> [과제 안내]: 아래 데이터에서 "brick"라는 단어가 포함된 줄을 모두 찾아 그대로 옮겨 적으십시오.

---- 제공 자료

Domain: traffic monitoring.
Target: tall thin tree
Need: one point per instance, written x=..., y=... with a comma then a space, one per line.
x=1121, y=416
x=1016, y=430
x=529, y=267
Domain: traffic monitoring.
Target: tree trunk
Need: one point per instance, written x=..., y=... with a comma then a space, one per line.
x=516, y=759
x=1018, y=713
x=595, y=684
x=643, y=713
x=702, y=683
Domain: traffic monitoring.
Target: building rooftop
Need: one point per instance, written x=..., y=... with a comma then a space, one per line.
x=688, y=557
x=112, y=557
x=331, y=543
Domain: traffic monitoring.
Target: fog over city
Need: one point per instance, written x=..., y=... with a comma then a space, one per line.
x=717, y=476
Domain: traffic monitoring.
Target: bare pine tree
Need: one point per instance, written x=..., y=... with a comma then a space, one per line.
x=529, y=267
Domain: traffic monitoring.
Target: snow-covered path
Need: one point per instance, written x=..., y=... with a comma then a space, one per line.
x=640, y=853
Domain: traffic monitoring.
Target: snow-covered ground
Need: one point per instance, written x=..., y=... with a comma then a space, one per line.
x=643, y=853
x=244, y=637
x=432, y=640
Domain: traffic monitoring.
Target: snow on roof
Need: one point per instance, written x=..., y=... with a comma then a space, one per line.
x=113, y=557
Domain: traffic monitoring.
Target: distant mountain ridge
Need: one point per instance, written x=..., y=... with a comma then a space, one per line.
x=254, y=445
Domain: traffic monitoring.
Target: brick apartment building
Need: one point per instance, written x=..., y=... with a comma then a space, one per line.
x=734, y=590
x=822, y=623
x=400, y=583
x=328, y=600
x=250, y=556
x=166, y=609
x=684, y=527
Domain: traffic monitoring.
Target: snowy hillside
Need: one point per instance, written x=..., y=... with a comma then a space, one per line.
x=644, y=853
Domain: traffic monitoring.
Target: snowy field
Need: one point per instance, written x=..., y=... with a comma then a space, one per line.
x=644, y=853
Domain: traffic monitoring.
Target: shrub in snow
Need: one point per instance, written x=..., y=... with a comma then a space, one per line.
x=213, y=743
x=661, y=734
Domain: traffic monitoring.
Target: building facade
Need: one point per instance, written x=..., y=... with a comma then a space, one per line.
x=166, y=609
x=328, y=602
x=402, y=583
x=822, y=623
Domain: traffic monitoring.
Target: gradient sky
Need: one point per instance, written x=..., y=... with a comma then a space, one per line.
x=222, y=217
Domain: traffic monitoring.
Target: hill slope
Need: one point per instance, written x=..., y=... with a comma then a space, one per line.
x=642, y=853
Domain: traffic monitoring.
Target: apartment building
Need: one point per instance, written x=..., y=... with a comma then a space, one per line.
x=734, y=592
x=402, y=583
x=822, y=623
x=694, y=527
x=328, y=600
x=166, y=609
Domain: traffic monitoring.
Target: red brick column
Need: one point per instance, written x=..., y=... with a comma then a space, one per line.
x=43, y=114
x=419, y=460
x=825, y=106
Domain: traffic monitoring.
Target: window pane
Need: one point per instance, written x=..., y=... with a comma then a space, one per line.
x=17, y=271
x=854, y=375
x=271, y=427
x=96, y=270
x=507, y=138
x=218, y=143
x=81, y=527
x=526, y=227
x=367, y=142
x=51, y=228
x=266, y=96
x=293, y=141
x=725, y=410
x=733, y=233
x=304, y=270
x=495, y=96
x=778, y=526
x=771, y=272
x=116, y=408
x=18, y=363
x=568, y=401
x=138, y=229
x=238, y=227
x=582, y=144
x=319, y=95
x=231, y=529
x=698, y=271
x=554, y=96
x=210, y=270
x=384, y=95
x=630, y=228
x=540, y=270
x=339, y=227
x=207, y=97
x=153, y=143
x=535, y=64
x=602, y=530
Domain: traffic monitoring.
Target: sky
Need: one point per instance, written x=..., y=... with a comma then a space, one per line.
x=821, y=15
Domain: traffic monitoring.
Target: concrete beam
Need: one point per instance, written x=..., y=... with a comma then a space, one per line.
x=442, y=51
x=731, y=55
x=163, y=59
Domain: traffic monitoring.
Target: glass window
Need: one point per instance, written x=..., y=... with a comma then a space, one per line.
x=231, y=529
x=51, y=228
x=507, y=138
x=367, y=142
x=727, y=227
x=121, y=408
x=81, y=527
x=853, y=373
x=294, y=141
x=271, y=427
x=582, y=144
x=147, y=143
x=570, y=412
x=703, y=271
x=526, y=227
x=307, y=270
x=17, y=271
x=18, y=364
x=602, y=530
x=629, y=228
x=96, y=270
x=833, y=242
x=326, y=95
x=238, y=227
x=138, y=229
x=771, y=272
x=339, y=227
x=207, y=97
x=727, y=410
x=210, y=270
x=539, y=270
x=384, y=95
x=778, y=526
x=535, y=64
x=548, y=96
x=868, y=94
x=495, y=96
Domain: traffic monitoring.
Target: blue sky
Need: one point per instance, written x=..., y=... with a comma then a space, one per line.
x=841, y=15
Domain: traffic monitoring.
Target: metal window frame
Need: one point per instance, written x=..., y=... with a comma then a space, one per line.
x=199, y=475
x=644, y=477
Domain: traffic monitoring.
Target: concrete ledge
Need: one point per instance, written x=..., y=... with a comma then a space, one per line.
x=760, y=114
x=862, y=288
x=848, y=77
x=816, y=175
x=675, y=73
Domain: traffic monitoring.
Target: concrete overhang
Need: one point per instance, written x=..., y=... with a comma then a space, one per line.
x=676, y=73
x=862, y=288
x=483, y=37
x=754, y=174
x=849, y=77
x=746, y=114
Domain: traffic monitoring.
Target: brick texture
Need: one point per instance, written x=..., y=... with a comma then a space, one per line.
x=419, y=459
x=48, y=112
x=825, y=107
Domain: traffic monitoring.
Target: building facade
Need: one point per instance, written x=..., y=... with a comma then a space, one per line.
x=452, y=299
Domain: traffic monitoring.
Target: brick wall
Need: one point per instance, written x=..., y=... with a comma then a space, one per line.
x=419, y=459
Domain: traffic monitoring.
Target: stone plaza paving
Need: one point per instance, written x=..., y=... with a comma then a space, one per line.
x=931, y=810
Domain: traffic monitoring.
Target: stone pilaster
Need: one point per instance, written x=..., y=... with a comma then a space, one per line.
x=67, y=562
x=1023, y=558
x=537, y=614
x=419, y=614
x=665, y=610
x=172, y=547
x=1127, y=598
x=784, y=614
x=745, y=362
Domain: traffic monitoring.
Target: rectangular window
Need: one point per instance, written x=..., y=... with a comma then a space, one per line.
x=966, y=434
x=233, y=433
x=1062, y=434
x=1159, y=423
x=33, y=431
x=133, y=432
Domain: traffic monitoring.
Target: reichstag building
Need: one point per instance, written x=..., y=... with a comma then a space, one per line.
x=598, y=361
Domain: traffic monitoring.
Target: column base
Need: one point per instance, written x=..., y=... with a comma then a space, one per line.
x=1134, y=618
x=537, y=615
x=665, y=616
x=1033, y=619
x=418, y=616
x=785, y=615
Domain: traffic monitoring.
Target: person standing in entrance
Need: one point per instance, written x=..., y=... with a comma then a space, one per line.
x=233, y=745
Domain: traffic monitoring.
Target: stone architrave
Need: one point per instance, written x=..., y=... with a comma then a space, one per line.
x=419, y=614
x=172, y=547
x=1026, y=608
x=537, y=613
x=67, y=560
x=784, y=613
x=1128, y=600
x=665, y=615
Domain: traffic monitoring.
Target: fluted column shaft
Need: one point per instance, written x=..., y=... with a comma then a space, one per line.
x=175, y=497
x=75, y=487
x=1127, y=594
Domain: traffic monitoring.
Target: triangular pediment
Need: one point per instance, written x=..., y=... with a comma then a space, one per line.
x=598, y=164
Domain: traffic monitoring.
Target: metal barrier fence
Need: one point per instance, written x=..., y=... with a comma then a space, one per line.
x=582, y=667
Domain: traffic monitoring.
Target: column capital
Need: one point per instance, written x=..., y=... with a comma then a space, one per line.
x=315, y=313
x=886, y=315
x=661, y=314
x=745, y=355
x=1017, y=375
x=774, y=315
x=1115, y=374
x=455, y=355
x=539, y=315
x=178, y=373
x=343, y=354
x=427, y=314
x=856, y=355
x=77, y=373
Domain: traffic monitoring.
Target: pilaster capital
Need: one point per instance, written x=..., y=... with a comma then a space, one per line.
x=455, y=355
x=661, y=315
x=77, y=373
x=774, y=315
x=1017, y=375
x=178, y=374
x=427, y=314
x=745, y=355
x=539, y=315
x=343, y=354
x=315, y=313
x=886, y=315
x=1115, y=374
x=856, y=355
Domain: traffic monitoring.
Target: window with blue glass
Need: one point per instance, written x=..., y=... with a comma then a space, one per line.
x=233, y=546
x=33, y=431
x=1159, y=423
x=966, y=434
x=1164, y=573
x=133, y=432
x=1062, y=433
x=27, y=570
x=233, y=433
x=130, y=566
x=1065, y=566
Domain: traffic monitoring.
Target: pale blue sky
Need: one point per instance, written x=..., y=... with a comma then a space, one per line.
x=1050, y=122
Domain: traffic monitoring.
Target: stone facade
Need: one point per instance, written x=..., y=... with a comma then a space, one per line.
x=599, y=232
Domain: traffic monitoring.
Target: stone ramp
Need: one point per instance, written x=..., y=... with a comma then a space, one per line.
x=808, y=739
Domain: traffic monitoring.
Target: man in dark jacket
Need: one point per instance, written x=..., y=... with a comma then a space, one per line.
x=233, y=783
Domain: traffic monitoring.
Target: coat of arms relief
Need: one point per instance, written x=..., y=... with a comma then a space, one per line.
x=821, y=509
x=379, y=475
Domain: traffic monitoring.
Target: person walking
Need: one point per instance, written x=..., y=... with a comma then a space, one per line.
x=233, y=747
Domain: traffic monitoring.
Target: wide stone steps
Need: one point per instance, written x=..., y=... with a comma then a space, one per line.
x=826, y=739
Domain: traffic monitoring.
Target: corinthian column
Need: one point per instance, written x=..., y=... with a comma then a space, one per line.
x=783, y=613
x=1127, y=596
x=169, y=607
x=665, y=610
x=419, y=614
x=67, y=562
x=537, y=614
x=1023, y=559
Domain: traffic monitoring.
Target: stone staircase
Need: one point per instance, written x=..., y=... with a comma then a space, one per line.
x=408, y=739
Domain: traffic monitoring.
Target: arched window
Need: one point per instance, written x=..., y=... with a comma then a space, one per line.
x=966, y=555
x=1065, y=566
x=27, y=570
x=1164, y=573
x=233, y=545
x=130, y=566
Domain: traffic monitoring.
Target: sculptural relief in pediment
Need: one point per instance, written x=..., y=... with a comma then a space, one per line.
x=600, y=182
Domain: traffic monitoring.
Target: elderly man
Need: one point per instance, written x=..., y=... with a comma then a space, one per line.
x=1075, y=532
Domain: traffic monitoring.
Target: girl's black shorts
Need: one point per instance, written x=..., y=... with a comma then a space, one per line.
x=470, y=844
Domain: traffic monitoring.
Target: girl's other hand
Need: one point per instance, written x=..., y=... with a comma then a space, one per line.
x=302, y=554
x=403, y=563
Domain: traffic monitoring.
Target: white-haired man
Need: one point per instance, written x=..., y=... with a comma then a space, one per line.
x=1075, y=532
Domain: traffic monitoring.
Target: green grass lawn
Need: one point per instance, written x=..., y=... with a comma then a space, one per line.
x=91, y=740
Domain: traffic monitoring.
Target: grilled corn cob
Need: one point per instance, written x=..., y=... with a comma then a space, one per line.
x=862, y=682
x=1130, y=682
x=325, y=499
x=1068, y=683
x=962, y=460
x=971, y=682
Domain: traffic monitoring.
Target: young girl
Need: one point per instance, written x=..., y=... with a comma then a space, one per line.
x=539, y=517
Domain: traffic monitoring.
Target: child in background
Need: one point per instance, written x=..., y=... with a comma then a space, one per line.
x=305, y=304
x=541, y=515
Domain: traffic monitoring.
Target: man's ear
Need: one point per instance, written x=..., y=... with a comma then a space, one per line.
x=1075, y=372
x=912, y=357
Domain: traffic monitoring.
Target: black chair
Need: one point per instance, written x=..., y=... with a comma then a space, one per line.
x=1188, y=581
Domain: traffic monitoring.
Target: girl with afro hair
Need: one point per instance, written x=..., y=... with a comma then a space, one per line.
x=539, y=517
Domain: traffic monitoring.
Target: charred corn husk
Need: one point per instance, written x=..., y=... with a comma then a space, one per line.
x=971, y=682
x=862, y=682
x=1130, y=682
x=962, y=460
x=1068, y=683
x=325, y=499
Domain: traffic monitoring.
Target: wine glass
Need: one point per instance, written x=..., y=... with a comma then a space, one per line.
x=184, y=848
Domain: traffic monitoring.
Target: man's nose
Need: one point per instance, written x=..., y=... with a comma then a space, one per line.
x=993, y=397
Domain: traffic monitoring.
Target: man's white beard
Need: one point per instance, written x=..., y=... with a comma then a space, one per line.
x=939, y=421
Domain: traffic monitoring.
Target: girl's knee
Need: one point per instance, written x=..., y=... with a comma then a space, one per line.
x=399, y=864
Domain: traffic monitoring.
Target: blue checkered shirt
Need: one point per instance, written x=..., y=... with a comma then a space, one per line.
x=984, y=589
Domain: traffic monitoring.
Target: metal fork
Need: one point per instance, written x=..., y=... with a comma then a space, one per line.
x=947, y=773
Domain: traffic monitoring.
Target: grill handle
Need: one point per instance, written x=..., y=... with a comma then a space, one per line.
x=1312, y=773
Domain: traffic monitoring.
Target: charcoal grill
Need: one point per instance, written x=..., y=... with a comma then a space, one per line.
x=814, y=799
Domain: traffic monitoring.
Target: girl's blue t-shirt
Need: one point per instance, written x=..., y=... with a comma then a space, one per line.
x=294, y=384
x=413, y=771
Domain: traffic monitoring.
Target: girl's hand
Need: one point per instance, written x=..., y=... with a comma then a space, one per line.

--------

> [과제 정답]:
Target: brick apartment building
Target: red brick column
Target: brick texture
Target: brick wall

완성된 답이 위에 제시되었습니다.